[Records contained in a dataset]
-- BEGIN --
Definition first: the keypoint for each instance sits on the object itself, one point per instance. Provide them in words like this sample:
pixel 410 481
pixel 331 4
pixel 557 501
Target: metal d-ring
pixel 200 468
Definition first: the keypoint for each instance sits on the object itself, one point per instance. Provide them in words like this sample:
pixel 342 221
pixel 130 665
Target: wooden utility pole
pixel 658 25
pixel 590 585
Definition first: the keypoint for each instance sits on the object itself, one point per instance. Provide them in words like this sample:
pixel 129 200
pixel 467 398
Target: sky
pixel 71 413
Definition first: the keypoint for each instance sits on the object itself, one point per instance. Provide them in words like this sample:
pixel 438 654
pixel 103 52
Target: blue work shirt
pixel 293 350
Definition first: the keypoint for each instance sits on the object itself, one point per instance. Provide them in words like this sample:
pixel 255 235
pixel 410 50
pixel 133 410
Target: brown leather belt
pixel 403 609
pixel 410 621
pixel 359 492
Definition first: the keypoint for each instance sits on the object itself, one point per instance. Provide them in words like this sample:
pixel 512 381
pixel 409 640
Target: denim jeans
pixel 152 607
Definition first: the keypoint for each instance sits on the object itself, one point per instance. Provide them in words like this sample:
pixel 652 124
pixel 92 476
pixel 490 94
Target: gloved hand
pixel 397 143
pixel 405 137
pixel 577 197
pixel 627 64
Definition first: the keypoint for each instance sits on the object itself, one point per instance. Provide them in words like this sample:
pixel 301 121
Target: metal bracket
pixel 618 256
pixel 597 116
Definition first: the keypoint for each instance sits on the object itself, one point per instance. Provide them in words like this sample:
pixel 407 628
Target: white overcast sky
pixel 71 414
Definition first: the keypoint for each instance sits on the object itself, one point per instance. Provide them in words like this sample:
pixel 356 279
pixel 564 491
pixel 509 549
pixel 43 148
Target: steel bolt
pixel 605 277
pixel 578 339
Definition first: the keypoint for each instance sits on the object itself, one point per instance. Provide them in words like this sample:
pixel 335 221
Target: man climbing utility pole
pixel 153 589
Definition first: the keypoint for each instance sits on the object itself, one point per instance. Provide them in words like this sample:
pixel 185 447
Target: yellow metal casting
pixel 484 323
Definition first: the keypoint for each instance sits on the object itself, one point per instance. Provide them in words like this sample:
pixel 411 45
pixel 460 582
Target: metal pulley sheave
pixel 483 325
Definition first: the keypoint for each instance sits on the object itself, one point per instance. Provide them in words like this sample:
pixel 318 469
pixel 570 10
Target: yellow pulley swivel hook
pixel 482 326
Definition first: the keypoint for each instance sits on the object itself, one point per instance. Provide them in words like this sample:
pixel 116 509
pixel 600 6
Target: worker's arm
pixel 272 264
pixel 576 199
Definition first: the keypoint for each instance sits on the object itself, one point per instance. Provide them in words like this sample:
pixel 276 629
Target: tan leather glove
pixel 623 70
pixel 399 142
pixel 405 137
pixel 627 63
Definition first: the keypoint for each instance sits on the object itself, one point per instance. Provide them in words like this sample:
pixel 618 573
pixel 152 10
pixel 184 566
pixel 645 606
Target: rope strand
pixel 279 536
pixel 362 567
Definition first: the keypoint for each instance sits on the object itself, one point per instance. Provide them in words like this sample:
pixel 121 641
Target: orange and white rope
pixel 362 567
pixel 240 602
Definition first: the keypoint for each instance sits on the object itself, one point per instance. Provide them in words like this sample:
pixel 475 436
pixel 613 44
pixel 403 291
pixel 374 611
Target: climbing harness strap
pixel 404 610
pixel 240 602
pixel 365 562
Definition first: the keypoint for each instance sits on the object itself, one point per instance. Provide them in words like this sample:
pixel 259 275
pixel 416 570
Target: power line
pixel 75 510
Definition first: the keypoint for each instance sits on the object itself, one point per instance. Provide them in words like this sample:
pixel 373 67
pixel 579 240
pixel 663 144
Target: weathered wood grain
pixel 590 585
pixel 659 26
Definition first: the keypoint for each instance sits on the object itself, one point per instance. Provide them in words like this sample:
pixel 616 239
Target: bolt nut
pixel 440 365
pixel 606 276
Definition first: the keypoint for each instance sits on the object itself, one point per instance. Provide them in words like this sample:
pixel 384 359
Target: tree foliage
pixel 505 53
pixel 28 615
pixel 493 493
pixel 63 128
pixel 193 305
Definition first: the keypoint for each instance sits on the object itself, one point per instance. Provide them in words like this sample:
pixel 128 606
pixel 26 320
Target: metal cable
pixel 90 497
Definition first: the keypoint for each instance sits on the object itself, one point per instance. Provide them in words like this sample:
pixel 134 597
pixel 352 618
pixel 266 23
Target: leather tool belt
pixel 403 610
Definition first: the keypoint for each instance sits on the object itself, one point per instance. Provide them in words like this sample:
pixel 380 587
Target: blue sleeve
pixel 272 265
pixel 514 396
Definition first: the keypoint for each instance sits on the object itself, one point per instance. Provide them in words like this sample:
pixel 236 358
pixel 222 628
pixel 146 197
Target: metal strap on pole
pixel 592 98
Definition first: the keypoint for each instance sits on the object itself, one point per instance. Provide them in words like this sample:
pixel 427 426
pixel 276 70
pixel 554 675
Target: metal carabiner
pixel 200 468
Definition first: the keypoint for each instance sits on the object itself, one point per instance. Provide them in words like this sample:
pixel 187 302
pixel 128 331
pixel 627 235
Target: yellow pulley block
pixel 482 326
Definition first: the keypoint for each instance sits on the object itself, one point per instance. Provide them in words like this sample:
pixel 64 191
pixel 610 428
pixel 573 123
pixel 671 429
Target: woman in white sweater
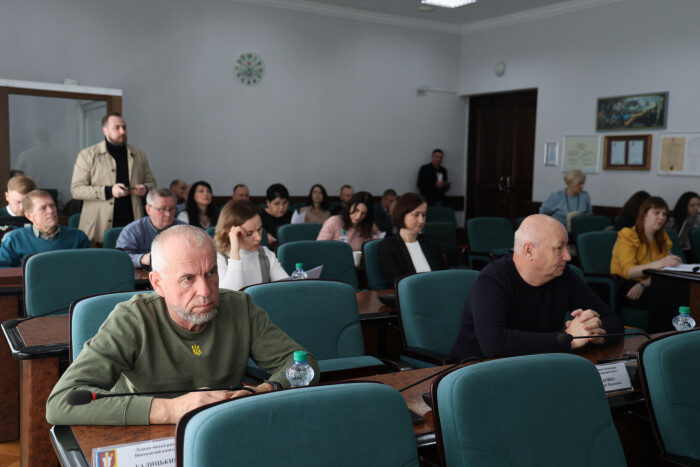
pixel 240 258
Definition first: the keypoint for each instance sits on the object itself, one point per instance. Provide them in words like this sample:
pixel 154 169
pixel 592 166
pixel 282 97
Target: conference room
pixel 356 94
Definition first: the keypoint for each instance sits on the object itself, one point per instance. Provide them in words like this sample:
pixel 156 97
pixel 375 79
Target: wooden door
pixel 500 154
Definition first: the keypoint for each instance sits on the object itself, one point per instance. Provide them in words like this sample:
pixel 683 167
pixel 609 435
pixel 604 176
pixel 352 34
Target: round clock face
pixel 249 69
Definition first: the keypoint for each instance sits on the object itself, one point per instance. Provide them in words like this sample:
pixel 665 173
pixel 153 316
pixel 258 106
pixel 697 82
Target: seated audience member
pixel 44 235
pixel 517 304
pixel 241 191
pixel 199 210
pixel 355 220
pixel 627 216
pixel 241 259
pixel 644 246
pixel 382 212
pixel 277 213
pixel 136 238
pixel 570 199
pixel 685 218
pixel 17 189
pixel 316 208
pixel 186 335
pixel 346 192
pixel 410 251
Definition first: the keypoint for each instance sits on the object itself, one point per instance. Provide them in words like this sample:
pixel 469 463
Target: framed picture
pixel 581 152
pixel 638 112
pixel 627 152
pixel 551 154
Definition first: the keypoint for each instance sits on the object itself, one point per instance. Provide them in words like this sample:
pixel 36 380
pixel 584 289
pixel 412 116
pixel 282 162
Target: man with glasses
pixel 136 238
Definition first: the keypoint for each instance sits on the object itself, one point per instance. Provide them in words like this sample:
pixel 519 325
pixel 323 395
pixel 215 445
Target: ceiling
pixel 480 14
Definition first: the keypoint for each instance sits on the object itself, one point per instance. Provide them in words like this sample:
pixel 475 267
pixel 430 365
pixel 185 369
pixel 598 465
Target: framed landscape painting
pixel 638 112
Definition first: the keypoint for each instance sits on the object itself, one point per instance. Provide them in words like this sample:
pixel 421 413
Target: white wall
-- END --
Task
Go through the listing above and write it out again exactly, dropping the pictures.

Solution to the exercise
Definition first: the keypoint for each instance sits on the object itself, one point per instance. Provide them in words like this sample:
pixel 410 481
pixel 331 4
pixel 557 501
Target: metal d-ring
pixel 200 468
Definition first: the keypoint for each instance sits on the object itself, one point per instance. Provide them in words like this sample:
pixel 342 221
pixel 130 665
Target: wooden utility pole
pixel 658 25
pixel 590 585
Definition first: the keypoint for each instance sits on the object itself, one point per instance. Provide them in words like this sample:
pixel 129 200
pixel 467 398
Target: sky
pixel 71 413
Definition first: the keypoint for each instance sits on the object itself, one point per instance. Provide them in words like this sample:
pixel 438 654
pixel 103 52
Target: blue work shirt
pixel 293 350
Definition first: the keypoint for each instance sits on the object itself, one point per instance. Provide them in words like this sample:
pixel 255 235
pixel 410 50
pixel 133 410
Target: brown leather belt
pixel 403 609
pixel 410 621
pixel 359 492
Definition first: the keypoint for each instance sits on the object itself, one point per instance. Provide them in words like this sample:
pixel 512 381
pixel 409 640
Target: denim jeans
pixel 152 607
Definition first: the keypoint for each instance sits on the object itself, one point per instance. Provide them in words like this sample:
pixel 652 124
pixel 92 476
pixel 490 94
Target: gloved hand
pixel 397 143
pixel 405 137
pixel 577 197
pixel 627 64
Definition first: the keypoint for each instance sits on the object itself, one point per instance. Provide them in words like this sample:
pixel 301 121
Target: metal bracket
pixel 618 256
pixel 597 116
Definition first: the keypoint for each instance sits on the object itself, one point per instance. Provide them in words like this sample:
pixel 407 628
Target: white overcast sky
pixel 71 414
Definition first: the keypoint for each instance sits on the object itself, one point per instance. Provide them in words like this sample:
pixel 356 279
pixel 564 491
pixel 509 549
pixel 43 148
Target: steel bolt
pixel 605 277
pixel 578 339
Definition first: the keypoint for each instance sits on the object itself, one point per instance. Provide them in words like this sample:
pixel 335 221
Target: man climbing utility pole
pixel 153 589
Definition first: the keypoint for each instance sits on the object itself, one point per instance. Provide them in words like this sample:
pixel 185 447
Target: yellow metal casting
pixel 484 323
Definition first: the keypoint for each instance sits on the object itself, one point per instance. Provide them in words like this sample:
pixel 411 45
pixel 460 582
Target: metal pulley sheave
pixel 483 325
Definition first: the keypoint for each instance sits on the object itself, one point per instance. Provide them in words like this sample:
pixel 318 469
pixel 570 10
Target: yellow pulley swivel hook
pixel 482 326
Definition first: the keypoint for each instance sits on the object itself, one point per instance. Provide them in words like this sample:
pixel 116 509
pixel 600 6
Target: worker's arm
pixel 272 264
pixel 576 199
Definition first: the keypoint for each instance sits on the object itself, one point per instance. Provide them in words like this sample:
pixel 276 629
Target: tan leather glove
pixel 623 70
pixel 399 142
pixel 405 137
pixel 627 63
Definition first: the keypoint for each instance sits on the object itself, one point per instance. Provide them in words like this sample:
pixel 618 573
pixel 152 10
pixel 184 566
pixel 645 606
Target: rope strand
pixel 279 536
pixel 362 567
Definition first: the keypoint for each instance sits on the object itself, one point per instance. Provide them in words like this sample:
pixel 121 641
Target: orange and white rope
pixel 362 567
pixel 240 602
Definition first: the keypoint for each instance sits on the object itself, one point per instance. Provide them in words like this sample:
pixel 475 436
pixel 613 44
pixel 403 291
pixel 374 611
Target: climbing harness strap
pixel 404 610
pixel 240 602
pixel 365 562
Definition first: the keypoint for each instance sits on the object itself, one point per instance. Provide them in words like this sample:
pixel 259 275
pixel 416 570
Target: power line
pixel 75 510
Definition first: the keypoint for each instance sits on the object itself, one point per instance. Provide them in words like this sample:
pixel 373 67
pixel 579 240
pixel 663 144
Target: weathered wood grain
pixel 590 585
pixel 659 26
Definition first: the keypoint for each instance sits on the object itself, one point per instance. Provide them in words like this sample:
pixel 616 239
Target: bolt nut
pixel 440 365
pixel 606 276
Definition first: the keypoint for each instance sits on the object itself, one point per instance. Provide them in words like this sample:
pixel 384 359
Target: tree foliage
pixel 505 53
pixel 28 615
pixel 493 493
pixel 63 128
pixel 193 305
Definition first: the keypoint for each instance sits on the object itself, one point per instance. Provide them in words like this sample:
pixel 128 606
pixel 26 320
Target: metal cable
pixel 90 497
Definition first: the keypoint for each instance sits on the object itself, one point per instance. Provide them in words like this sample:
pixel 134 597
pixel 352 618
pixel 266 23
Target: leather tool belt
pixel 403 610
Definition first: the keypoint for each instance sits on the object itself, one point per instance. Provide them in words like this sample:
pixel 380 587
Target: blue sleeve
pixel 272 265
pixel 514 396
Definition first: the keypoint for each instance sits on the object itself, one point per instance. Provide them in words like this sample:
pixel 236 358
pixel 222 628
pixel 146 197
Target: metal strap on pole
pixel 592 98
Definition first: the keypoint for each instance sits on the object itself, one point per instance. Provide them in words like this sample:
pixel 427 426
pixel 276 70
pixel 554 675
Target: metal carabiner
pixel 200 468
Definition first: the keypoint for each instance sits on the object itself, one point per instance. Provide them in words like this sample:
pixel 187 302
pixel 128 331
pixel 627 235
Target: yellow pulley block
pixel 482 326
Definition first: the keypoint for each instance sits on the object itself, one point per instance. Provide them in words like this sample:
pixel 64 191
pixel 610 428
pixel 573 123
pixel 671 429
Target: woman in white sweater
pixel 240 258
Definition first: the keypoint for each instance sits on the object itself, one point per instance. Provide them in words like this sample:
pixel 154 169
pixel 592 166
pixel 282 97
Target: conference room
pixel 356 94
Definition first: the keypoint for each instance sits on the object itself, one point per instance. Provide them in words like this sample:
pixel 156 97
pixel 375 79
Target: wooden door
pixel 500 154
Definition first: the keypoint for each instance sits on the object itself, one point per instance. Provide them in words like this sample:
pixel 683 167
pixel 609 435
pixel 604 176
pixel 352 34
Target: round clock face
pixel 249 69
Definition first: the keypoint for each instance sits on the object itself, one point per instance. Provide them in words like this sample:
pixel 665 173
pixel 153 316
pixel 258 106
pixel 697 82
Target: seated audience member
pixel 44 235
pixel 517 304
pixel 241 191
pixel 199 210
pixel 355 220
pixel 627 216
pixel 241 259
pixel 644 246
pixel 382 212
pixel 277 213
pixel 136 238
pixel 570 199
pixel 685 218
pixel 17 189
pixel 316 208
pixel 186 335
pixel 346 192
pixel 410 251
Definition first: the keypoint for each instance sits on the object itself, one point per instance. Provide them in words like this sample:
pixel 469 463
Target: framed picture
pixel 581 152
pixel 638 112
pixel 627 152
pixel 551 154
Definition first: the keypoint for each instance sits on the object itself, one point per instance. Provide them in words like this sample:
pixel 36 380
pixel 584 289
pixel 412 116
pixel 282 162
Target: man with glasses
pixel 136 238
Definition first: the keypoint for each instance sits on the object itself, one point per instance. Provide them in words like this sample:
pixel 519 325
pixel 323 395
pixel 215 445
Target: ceiling
pixel 480 14
Definition first: the keypoint for each instance sits on the object itself, one point per instance. Provide them in words like this sample:
pixel 475 267
pixel 430 365
pixel 185 369
pixel 598 465
Target: framed landscape painting
pixel 638 112
Definition first: the keypoint for each instance sits on the object itself, one point per instance. Provide them in words like this sample:
pixel 421 413
Target: white wall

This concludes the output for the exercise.